**Directions:** In the records below, find the line that contains "of the mountain", then write out that line and each one after it exactly, up to and including the last.

Records from a data source:
- - -

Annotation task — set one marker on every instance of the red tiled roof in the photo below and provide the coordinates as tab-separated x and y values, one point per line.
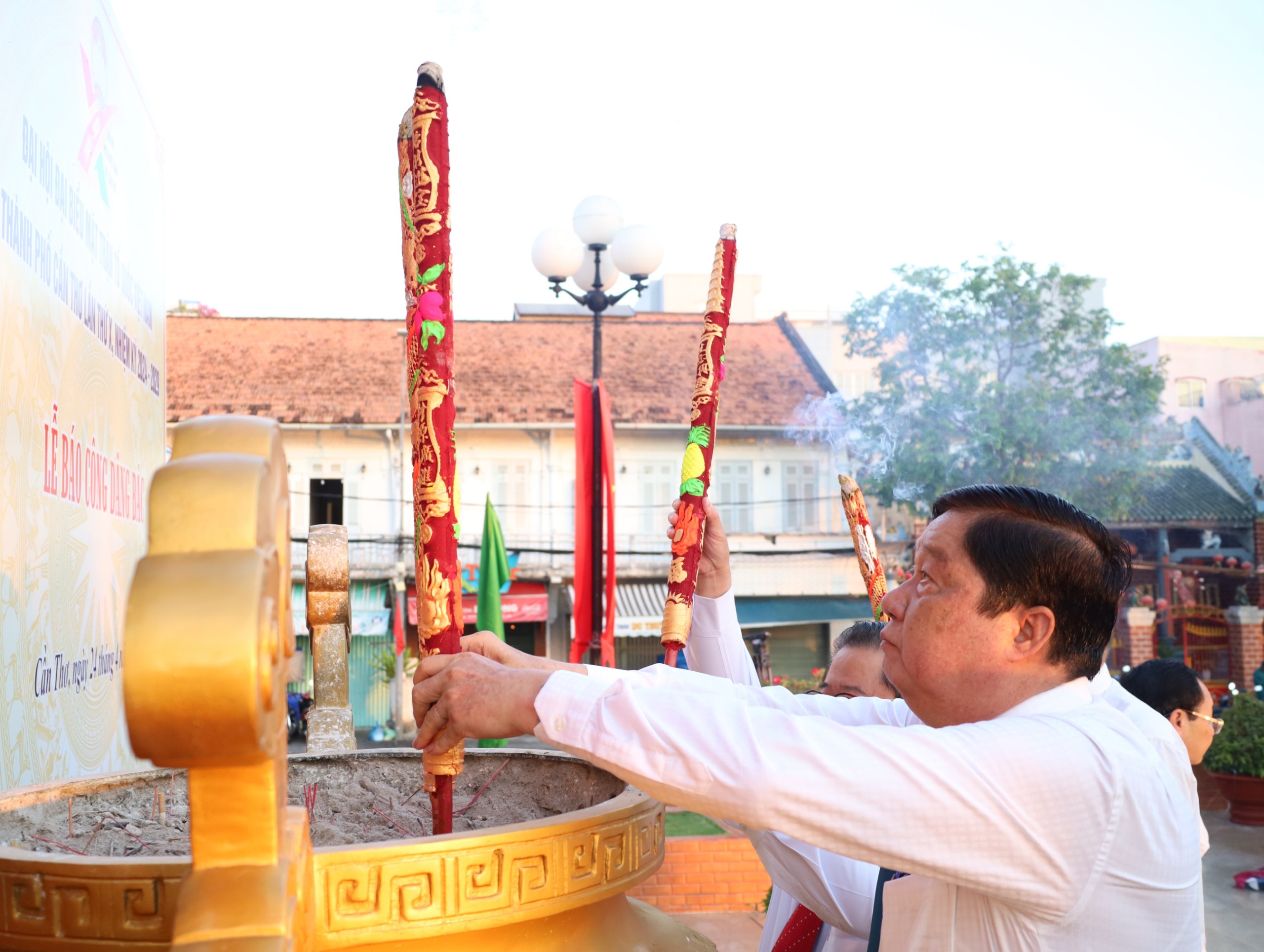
316	370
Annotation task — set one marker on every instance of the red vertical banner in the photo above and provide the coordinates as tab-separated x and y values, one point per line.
608	480
428	273
583	607
400	608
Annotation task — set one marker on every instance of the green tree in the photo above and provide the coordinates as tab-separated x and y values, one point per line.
998	373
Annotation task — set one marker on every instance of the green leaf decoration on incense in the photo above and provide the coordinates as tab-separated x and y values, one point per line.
403	206
430	329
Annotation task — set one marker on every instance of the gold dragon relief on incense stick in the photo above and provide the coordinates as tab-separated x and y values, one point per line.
428	394
425	187
678	573
707	368
716	290
434	594
676	614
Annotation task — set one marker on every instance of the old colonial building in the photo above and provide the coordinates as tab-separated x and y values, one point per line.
337	387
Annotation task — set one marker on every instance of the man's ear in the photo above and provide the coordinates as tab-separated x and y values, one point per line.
1034	634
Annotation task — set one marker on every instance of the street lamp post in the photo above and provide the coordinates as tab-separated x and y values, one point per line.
559	254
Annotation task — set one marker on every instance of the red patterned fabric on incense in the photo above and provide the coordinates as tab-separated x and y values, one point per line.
428	273
687	547
865	543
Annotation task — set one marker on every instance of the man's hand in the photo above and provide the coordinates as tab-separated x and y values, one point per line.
713	573
491	647
470	696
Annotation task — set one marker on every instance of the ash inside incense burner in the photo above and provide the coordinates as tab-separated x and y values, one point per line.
368	797
362	797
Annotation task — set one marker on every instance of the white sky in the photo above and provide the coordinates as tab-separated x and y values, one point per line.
1119	139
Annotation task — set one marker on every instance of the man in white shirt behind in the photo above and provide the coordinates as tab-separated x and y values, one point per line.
1026	813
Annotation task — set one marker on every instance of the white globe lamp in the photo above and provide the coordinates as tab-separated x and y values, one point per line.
597	220
636	252
585	276
556	254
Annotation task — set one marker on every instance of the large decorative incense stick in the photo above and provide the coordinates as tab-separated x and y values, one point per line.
687	547
428	290
866	547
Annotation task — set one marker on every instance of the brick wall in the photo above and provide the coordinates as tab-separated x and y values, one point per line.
1245	643
1134	628
706	874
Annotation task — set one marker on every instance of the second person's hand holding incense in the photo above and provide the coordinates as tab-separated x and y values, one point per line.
714	577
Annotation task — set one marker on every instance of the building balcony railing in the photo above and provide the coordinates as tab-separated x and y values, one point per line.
541	556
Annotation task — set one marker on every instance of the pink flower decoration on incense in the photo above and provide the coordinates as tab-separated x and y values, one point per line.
429	308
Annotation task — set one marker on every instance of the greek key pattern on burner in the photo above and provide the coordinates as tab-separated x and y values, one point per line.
81	912
434	890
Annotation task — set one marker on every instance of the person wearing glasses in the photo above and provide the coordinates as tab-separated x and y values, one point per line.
1179	695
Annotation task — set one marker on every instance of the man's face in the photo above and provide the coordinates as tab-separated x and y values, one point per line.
942	653
856	672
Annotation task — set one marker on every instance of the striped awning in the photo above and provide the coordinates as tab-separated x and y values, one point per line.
637	608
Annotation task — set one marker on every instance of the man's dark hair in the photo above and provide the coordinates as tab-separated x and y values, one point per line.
1034	548
1166	685
863	634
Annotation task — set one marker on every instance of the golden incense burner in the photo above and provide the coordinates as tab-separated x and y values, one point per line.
208	642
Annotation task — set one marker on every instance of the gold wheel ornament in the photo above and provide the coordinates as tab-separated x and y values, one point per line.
206	643
208	637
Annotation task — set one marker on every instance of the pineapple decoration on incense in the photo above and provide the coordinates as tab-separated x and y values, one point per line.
687	546
423	148
865	543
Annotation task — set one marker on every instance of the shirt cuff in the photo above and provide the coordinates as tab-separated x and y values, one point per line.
565	705
713	616
604	676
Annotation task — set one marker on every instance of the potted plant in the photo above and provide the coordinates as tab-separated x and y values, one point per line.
1236	761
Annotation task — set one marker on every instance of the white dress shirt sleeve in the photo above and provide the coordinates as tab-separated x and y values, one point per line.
606	676
838	889
716	645
980	806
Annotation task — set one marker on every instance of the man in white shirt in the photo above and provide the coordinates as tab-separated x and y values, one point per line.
837	889
1027	813
836	892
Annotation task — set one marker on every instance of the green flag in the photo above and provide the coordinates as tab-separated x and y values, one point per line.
493	572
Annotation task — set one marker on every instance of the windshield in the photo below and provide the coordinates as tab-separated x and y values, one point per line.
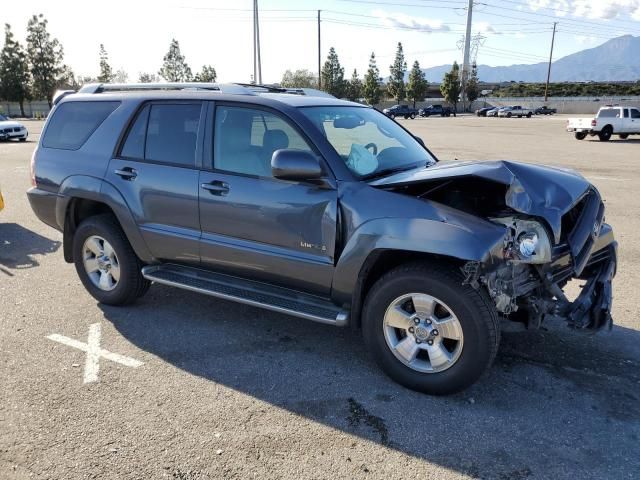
369	142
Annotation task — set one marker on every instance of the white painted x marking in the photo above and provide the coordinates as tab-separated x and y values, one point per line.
94	352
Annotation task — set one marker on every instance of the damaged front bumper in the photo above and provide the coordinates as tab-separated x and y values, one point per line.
534	293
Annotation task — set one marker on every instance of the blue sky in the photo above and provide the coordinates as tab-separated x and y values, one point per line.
219	32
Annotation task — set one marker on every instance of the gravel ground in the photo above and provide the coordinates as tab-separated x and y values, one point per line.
230	391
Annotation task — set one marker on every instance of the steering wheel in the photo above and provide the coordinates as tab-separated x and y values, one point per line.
373	147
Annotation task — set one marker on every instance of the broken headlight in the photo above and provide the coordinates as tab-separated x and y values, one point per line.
527	241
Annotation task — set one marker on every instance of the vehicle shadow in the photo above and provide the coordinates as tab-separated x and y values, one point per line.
552	405
18	245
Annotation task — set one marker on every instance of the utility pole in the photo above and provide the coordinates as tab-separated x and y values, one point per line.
258	41
319	55
467	51
553	38
255	46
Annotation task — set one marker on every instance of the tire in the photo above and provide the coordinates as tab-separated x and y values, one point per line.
467	357
89	252
605	133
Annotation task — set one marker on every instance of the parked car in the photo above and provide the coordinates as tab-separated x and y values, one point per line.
482	112
434	110
404	111
323	209
610	120
11	130
544	110
515	111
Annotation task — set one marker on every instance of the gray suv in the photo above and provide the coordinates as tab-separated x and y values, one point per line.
323	209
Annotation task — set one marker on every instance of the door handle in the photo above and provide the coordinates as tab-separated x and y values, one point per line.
126	173
216	187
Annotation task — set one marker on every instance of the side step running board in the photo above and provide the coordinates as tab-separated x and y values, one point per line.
249	292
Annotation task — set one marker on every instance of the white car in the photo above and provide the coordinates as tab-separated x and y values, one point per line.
10	130
610	120
515	111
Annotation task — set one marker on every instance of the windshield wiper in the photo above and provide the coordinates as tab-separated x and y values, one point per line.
388	171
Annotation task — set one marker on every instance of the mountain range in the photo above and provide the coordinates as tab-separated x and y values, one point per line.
617	59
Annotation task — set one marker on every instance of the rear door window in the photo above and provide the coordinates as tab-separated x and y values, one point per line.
164	133
74	122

- - -

**Result for this task:**
Annotation task — set one marker on every instance of the mountain range in the photo above and provide the coordinates as tab-separated x and y values, one point per line.
617	59
Annotation task — set one marker on every instance of the rear door window in the photo above and provide the coordinates as tab-separated x and y values, one point per line.
164	133
74	122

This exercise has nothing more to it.